Task description:
Scale the lines starting at the start of the records and ending at the line that contains "412 252 464 296", and give them again in full, requests included. Multiply every bounding-box coordinate in the answers by 1.3 and round each result to a whole number, with halves rounding up; leave the requests and their format samples unchanged.

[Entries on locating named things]
####

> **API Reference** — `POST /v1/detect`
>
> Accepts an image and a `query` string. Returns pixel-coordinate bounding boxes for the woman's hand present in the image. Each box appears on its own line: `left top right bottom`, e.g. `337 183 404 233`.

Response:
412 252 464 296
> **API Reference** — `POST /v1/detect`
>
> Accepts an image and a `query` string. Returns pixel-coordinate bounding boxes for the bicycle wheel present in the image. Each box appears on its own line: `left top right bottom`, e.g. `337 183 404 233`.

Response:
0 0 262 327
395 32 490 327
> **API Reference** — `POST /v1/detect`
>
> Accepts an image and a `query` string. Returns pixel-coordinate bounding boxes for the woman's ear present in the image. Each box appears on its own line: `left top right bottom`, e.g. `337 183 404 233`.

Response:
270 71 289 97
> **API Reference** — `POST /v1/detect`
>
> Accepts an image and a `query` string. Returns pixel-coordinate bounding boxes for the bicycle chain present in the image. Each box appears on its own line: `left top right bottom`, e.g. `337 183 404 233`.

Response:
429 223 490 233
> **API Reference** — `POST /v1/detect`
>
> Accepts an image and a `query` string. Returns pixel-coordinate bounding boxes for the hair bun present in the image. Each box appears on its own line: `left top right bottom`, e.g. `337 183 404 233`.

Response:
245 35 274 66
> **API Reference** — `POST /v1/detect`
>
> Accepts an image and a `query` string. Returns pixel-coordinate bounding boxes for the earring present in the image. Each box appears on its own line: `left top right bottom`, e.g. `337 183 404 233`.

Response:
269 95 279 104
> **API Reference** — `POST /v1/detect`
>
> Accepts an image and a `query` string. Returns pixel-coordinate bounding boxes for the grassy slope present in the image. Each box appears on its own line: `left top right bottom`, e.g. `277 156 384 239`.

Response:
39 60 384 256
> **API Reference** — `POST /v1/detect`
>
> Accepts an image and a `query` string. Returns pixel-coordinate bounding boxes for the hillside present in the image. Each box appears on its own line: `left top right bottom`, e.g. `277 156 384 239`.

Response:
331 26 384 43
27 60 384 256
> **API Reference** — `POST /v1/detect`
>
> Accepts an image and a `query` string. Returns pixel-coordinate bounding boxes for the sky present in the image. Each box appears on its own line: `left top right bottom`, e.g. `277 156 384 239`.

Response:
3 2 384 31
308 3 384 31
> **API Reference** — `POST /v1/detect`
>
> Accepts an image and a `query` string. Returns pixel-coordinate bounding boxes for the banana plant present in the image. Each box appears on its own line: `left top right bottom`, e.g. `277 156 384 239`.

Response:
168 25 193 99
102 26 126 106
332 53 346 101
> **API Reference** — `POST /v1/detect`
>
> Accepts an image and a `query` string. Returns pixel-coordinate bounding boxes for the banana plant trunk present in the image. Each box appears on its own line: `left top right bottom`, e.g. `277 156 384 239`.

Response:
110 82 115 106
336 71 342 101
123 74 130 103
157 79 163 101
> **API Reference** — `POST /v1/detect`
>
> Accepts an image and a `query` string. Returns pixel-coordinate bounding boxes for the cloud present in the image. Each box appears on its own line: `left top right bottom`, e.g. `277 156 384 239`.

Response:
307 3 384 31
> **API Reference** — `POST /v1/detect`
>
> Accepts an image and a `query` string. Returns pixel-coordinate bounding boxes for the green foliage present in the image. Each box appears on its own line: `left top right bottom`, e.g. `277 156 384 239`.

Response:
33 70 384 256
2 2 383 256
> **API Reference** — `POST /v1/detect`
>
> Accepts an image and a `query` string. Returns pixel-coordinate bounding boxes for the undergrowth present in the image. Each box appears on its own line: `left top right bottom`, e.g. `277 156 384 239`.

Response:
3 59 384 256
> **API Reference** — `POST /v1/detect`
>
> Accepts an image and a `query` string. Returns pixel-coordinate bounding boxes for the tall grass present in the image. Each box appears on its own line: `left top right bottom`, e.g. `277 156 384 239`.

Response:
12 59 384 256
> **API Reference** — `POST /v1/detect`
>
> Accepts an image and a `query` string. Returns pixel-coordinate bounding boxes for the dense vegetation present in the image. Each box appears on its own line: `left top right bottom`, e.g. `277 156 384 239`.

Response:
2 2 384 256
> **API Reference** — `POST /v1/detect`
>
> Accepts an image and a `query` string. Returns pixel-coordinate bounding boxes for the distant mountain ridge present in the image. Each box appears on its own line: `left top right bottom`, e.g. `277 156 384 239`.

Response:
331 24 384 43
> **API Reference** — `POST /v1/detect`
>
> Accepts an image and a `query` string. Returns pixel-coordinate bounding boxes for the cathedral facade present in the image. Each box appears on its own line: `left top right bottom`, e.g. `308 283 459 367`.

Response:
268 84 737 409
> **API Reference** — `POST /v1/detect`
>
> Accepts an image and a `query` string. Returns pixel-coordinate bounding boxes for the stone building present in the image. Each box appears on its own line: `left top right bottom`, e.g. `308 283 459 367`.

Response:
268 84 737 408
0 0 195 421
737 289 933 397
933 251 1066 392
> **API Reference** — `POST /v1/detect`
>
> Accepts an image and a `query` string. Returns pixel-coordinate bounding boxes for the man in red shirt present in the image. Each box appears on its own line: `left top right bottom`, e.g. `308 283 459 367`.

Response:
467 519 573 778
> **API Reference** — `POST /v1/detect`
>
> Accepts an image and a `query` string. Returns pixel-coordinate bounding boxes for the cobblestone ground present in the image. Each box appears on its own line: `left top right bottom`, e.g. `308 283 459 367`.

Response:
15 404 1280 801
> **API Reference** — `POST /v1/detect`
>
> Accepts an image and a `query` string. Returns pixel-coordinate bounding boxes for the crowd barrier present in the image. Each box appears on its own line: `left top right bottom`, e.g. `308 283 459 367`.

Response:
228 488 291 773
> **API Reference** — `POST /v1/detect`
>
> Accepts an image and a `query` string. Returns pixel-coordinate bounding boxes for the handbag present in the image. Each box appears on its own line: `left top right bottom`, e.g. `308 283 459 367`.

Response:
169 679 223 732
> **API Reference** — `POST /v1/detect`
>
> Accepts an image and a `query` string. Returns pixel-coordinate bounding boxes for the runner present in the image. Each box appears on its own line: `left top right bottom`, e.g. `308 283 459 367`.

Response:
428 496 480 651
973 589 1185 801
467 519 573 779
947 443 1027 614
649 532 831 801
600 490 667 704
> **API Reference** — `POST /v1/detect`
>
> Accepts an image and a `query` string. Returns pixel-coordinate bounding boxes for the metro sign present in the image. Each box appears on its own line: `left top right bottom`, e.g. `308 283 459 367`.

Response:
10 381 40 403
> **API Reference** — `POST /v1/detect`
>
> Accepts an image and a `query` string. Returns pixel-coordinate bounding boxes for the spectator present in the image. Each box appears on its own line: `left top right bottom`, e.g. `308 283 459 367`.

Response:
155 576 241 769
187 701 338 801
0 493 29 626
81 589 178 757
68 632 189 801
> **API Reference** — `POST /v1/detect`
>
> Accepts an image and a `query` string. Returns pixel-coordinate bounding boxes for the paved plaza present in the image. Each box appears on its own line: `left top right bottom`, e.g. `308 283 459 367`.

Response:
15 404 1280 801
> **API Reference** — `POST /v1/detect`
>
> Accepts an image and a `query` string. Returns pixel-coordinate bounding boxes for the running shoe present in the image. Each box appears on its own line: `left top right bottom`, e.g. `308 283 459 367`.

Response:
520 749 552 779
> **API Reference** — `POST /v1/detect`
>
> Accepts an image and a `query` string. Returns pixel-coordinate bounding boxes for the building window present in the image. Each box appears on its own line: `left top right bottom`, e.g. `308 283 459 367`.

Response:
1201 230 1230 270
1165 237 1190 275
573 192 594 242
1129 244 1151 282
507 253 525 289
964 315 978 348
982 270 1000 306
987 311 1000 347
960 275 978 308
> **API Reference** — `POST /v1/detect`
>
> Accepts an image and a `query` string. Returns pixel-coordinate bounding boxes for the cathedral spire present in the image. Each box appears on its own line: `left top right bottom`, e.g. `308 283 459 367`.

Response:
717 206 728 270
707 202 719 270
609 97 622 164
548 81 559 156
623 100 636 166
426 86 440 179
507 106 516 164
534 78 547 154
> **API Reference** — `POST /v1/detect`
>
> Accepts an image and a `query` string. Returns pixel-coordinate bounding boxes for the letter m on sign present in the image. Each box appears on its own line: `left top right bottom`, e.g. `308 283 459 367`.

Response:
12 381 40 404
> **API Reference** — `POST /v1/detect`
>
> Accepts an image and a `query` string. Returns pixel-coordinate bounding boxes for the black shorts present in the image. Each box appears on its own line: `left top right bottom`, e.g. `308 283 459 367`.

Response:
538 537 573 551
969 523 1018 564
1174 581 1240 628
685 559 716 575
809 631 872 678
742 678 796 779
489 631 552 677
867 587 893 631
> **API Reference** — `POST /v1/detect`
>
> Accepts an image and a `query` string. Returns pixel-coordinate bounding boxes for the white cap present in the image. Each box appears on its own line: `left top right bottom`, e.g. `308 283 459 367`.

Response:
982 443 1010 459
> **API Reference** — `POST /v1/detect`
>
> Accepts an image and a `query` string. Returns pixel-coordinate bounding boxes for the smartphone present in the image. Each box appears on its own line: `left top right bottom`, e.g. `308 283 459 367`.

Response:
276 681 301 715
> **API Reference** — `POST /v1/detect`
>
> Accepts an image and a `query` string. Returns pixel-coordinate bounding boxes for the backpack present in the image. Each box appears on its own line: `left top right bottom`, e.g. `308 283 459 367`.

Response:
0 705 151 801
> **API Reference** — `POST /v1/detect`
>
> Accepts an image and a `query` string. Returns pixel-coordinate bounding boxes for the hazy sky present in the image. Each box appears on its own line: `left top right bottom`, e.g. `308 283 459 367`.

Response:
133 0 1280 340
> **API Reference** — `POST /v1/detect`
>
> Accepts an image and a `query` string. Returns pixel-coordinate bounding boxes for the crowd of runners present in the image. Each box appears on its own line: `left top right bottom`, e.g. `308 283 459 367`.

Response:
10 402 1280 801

####

Exercise solution:
> **API Reference** — `POST /v1/detect`
>
> Accepts an image and a `query` string. Returns pixel-coordinate bounding boxes for the woman's hand present in the image. Each box appears on its own line: `left top right bottom`, e.g. `337 183 404 233`.

Response:
536 328 603 385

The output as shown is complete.